### Entries taken from a collection
==========
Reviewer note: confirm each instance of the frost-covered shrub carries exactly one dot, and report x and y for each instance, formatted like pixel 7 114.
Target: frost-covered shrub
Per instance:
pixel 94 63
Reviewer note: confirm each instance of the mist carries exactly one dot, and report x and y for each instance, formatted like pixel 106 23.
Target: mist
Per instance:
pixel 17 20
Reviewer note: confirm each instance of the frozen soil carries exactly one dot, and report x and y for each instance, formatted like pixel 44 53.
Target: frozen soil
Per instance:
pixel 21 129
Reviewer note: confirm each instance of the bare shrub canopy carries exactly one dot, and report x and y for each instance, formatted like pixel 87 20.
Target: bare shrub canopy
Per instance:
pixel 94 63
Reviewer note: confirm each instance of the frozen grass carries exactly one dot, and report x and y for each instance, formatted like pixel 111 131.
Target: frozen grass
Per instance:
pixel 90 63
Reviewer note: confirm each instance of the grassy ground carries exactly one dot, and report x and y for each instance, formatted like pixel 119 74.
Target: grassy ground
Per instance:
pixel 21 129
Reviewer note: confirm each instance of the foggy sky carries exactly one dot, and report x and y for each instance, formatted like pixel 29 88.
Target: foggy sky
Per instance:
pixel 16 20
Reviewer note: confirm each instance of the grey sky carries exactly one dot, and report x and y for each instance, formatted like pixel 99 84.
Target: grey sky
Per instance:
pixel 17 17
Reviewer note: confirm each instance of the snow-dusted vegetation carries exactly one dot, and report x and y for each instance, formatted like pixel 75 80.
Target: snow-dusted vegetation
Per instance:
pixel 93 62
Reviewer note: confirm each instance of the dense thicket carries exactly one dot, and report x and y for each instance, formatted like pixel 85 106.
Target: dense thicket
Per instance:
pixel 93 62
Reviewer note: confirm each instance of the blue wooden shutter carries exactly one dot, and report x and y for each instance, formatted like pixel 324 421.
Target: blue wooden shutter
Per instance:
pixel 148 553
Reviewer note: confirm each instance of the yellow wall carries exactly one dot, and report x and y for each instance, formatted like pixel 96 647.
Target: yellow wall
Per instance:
==========
### Exercise goal
Return all of the records above word for word, with nothing changed.

### Task output
Reviewer note: confirm each instance of the frost-covered shrub carries exactly one dot, and report x and y for each instance, formatted like pixel 7 114.
Target: frost-covered shrub
Per instance:
pixel 94 63
Reviewer note: confirm each instance of the mist carries exactly one dot, and report x and y for each instance, formatted like pixel 106 23.
Target: mist
Per instance:
pixel 17 20
Reviewer note: confirm each instance of the frozen soil carries exactly one dot, and report x and y for each instance, formatted like pixel 44 53.
Target: frozen soil
Per instance:
pixel 21 129
Reviewer note: confirm each instance of the bare shrub canopy carries exactly one dot, and report x and y for each instance, formatted like pixel 87 20.
Target: bare shrub canopy
Per instance:
pixel 94 63
Reviewer note: confirm each instance of the frozen grass carries exactly one dot, and report x and y for each instance, formatted like pixel 111 131.
Target: frozen grass
Per instance:
pixel 90 63
Reviewer note: confirm each instance of the grassy ground carries exactly one dot, and report x and y for each instance, formatted like pixel 119 74.
Target: grassy ground
Per instance:
pixel 21 129
Reviewer note: confirm each instance of the foggy sky carries exactly one dot, and report x and y for each instance, formatted like pixel 29 88.
Target: foggy sky
Per instance:
pixel 16 20
Reviewer note: confirm each instance of the grey sky carries exactly one dot, and report x and y for each instance, formatted like pixel 99 84.
Target: grey sky
Per instance:
pixel 17 17
Reviewer note: confirm each instance of the snow-dusted vegetation carries exactly one dot, and report x and y for each instance, formatted like pixel 75 80.
Target: snow-dusted vegetation
Per instance:
pixel 93 62
Reviewer note: confirm each instance of the dense thicket carries exactly one dot, and report x and y for each instance, formatted like pixel 85 106.
Target: dense thicket
Per instance:
pixel 93 62
Reviewer note: confirm each instance of the blue wooden shutter carries exactly one dot, and report x and y for each instance, formatted like pixel 324 421.
Target: blue wooden shutter
Per instance:
pixel 148 553
Reviewer note: confirm each instance of the yellow wall carries exactly one dot, and report x and y for each instance, formatted like pixel 96 647.
Target: yellow wall
Per instance:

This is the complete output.